Begin

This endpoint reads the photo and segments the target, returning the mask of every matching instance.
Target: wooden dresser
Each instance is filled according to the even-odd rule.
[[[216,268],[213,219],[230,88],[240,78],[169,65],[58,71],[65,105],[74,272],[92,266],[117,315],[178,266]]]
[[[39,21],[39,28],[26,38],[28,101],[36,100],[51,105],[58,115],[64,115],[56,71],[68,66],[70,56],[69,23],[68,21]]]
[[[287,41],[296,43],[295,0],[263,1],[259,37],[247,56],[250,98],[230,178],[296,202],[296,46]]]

End

Exercise: Convert every line of the entries above into a Markdown table with two columns, Row and Line. Number the rows in order and leave out blank lines.

Written answer:
| Row | Line |
|---|---|
| 1 | This endpoint reads the photo and segments the target, returning the mask of every matching instance. |
| 2 | Target: wooden dresser |
| 3 | Each instance is filled according to the even-odd rule. |
| 4 | [[[216,268],[213,219],[230,88],[240,78],[169,65],[58,71],[65,105],[74,272],[92,266],[117,315],[178,266]]] |
| 5 | [[[39,21],[39,28],[26,38],[28,101],[36,100],[51,105],[58,115],[64,115],[56,71],[68,66],[70,56],[69,23],[68,21]]] |
| 6 | [[[287,41],[296,43],[295,0],[263,1],[259,37],[247,56],[250,98],[230,178],[296,202],[296,46]]] |